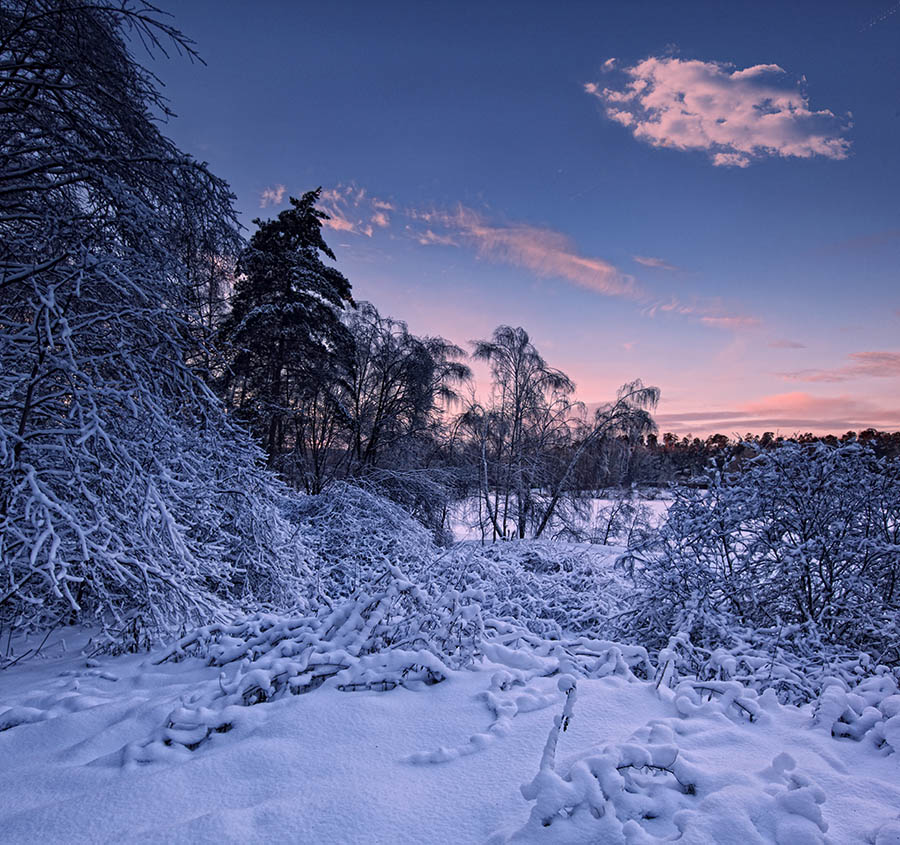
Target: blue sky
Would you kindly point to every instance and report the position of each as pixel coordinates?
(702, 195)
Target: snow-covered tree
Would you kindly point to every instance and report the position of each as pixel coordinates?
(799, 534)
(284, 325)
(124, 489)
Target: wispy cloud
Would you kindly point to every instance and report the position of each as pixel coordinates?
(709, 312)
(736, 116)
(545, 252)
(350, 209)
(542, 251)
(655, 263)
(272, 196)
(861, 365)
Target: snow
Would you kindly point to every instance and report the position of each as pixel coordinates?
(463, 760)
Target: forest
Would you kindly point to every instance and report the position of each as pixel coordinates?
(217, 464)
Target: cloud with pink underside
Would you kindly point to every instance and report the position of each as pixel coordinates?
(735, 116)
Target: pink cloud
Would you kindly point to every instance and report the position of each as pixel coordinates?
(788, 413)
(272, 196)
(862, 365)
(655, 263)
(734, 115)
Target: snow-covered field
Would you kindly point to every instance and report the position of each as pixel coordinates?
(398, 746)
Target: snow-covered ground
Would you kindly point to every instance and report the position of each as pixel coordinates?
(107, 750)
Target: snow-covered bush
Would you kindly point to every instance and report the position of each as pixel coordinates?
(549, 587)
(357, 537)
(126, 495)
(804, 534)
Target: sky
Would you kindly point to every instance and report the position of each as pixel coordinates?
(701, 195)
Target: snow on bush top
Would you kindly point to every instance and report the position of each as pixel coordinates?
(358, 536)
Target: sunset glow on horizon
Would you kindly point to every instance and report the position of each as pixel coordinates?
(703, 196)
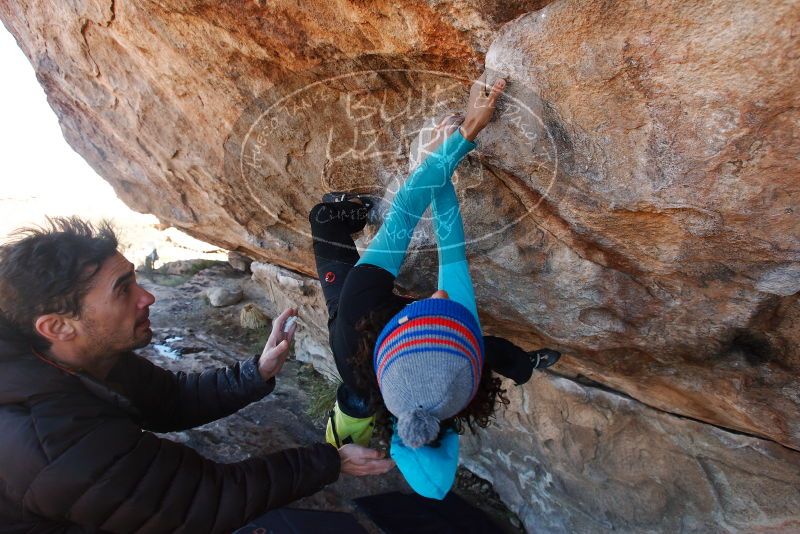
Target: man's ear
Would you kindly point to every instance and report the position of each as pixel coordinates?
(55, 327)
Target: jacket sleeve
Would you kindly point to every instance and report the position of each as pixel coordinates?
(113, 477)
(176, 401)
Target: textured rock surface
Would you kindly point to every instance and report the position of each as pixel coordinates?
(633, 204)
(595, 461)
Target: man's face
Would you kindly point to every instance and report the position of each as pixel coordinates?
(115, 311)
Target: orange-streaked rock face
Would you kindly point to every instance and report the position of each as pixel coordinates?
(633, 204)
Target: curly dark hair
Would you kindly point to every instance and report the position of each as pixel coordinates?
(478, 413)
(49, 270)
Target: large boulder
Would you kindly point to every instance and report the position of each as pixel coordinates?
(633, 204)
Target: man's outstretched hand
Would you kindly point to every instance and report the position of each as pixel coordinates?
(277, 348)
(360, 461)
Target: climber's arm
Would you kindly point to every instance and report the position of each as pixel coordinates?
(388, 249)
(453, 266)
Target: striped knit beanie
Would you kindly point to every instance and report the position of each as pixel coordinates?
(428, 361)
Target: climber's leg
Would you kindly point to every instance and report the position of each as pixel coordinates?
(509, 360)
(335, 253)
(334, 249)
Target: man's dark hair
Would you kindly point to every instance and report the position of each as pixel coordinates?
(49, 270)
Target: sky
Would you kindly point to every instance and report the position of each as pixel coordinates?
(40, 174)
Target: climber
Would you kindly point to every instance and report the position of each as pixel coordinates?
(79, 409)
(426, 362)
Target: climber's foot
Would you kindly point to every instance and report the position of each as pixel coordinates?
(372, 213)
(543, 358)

* Task description:
Set out every line of the entries above as a Markdown table with two columns, Row (a running number) and Line, and skip any blank lines. Leave the pictures out of the table.

* Task solution:
| Row | Line |
|---|---|
| 1 | Target: blue sky |
| 2 | Would you kindly point to every instance and report the position of each as pixel coordinates? |
| 3 | (702, 195) |
| 4 | Target: snow-covered tree |
| 5 | Would you kindly point to every instance and report the position of each as pixel coordinates? |
| 6 | (799, 534) |
| 7 | (284, 325) |
| 8 | (124, 489) |
| 9 | Target: wispy cloud |
| 10 | Would you kindly point to every instance and report the position of each as pixel coordinates? |
| 11 | (709, 312) |
| 12 | (736, 116) |
| 13 | (545, 252) |
| 14 | (350, 209) |
| 15 | (542, 251) |
| 16 | (655, 263) |
| 17 | (272, 196) |
| 18 | (861, 365) |
| 19 | Target: snow |
| 20 | Would you kindly point to every instance and report the position of each as pixel coordinates? |
| 21 | (463, 760) |
| 22 | Target: forest |
| 23 | Would you kindly point to every instance and report the position of each as pixel coordinates? |
| 24 | (217, 464) |
| 25 | Target: cloud with pink underside |
| 26 | Would you kindly point to every instance and report the position of each as pixel coordinates? |
| 27 | (735, 116) |
| 28 | Target: pink cloud |
| 29 | Would you kindly point to every instance and report the position of each as pixel coordinates? |
| 30 | (788, 413) |
| 31 | (272, 196) |
| 32 | (862, 365) |
| 33 | (655, 263) |
| 34 | (734, 115) |
| 35 | Target: snow-covered field |
| 36 | Would you kindly point to every instance and report the position of each as pixel coordinates? |
| 37 | (398, 746) |
| 38 | Target: snow-covered ground |
| 39 | Would you kindly point to every instance and report the position of each as pixel coordinates? |
| 40 | (107, 750) |
| 41 | Target: snow-covered bush |
| 42 | Would you kindly point to every instance and report the position of each as pixel coordinates? |
| 43 | (549, 587) |
| 44 | (357, 537) |
| 45 | (126, 495) |
| 46 | (804, 534) |
| 47 | Target: sky |
| 48 | Would you kindly point to every instance and report the position of each as pixel coordinates? |
| 49 | (701, 195) |
| 50 | Target: snow on bush top |
| 51 | Would you kindly point to every instance and report the position of each as pixel coordinates? |
| 52 | (358, 536) |
| 53 | Target: sunset glow on horizon |
| 54 | Would you kindly point to every instance and report the position of each as pixel coordinates? |
| 55 | (703, 196) |
| 56 | Target: man's ear |
| 57 | Would you kindly point to every instance and report the position of each as pixel coordinates? |
| 58 | (55, 327) |
| 59 | Target: jacket sleeve |
| 60 | Would you kindly point to every instance and report the position of each as pixel coordinates? |
| 61 | (113, 477) |
| 62 | (176, 401) |
| 63 | Target: textured rock surface |
| 64 | Would you kindly point to every instance and report the position of each as pixel coordinates? |
| 65 | (633, 204) |
| 66 | (595, 461) |
| 67 | Target: man's face |
| 68 | Would you kindly point to every instance and report the position of each as pixel coordinates? |
| 69 | (115, 311) |
| 70 | Target: orange-streaked rock face |
| 71 | Would you kindly point to every instance and report the position of each as pixel coordinates? |
| 72 | (633, 204) |
| 73 | Target: curly dark hair |
| 74 | Would you kindly point to every instance and report the position of each as pixel coordinates? |
| 75 | (478, 413) |
| 76 | (49, 270) |
| 77 | Target: large boulder |
| 78 | Would you kindly point to every instance and report the position of each as pixel coordinates? |
| 79 | (633, 204) |
| 80 | Target: man's outstretched hand |
| 81 | Would you kindly point to every instance and report the position of each as pixel coordinates? |
| 82 | (277, 348) |
| 83 | (360, 461) |
| 84 | Target: climber's arm |
| 85 | Would you kindly point to every instance and report the position of each as pixel coordinates? |
| 86 | (388, 249) |
| 87 | (453, 266) |
| 88 | Target: striped knit beanie |
| 89 | Would you kindly point to every instance and report the position of each as pixel coordinates? |
| 90 | (428, 361) |
| 91 | Target: climber's leg |
| 92 | Would you kindly point to every instance and report the position of each as pixel coordinates? |
| 93 | (509, 360) |
| 94 | (335, 253) |
| 95 | (334, 249) |
| 96 | Target: man's dark hair |
| 97 | Would you kindly point to every instance and report the position of each as pixel coordinates? |
| 98 | (49, 270) |
| 99 | Target: sky |
| 100 | Would you kindly point to every instance and report the position of each as pixel coordinates? |
| 101 | (40, 174) |
| 102 | Target: climber |
| 103 | Would you kindly point to every instance and report the position of each as pixel coordinates? |
| 104 | (79, 409) |
| 105 | (426, 362) |
| 106 | Target: climber's foot |
| 107 | Would you kindly point to every instance and report the position of each as pixel coordinates? |
| 108 | (372, 213) |
| 109 | (543, 358) |